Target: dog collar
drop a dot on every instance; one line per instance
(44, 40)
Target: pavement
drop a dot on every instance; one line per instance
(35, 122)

== Your instructions ==
Can you convert every line of the records above into a Markdown table with the columns No. and Text, numbering each line and skipping blank ones?

== Result ==
| No. | Text |
|---|---|
| 1 | Target: dog collar |
| 2 | drop a dot on every instance; one line per instance |
| 3 | (44, 40) |
| 4 | Target: pavement |
| 5 | drop a dot on every instance; one line per instance |
| 6 | (35, 122) |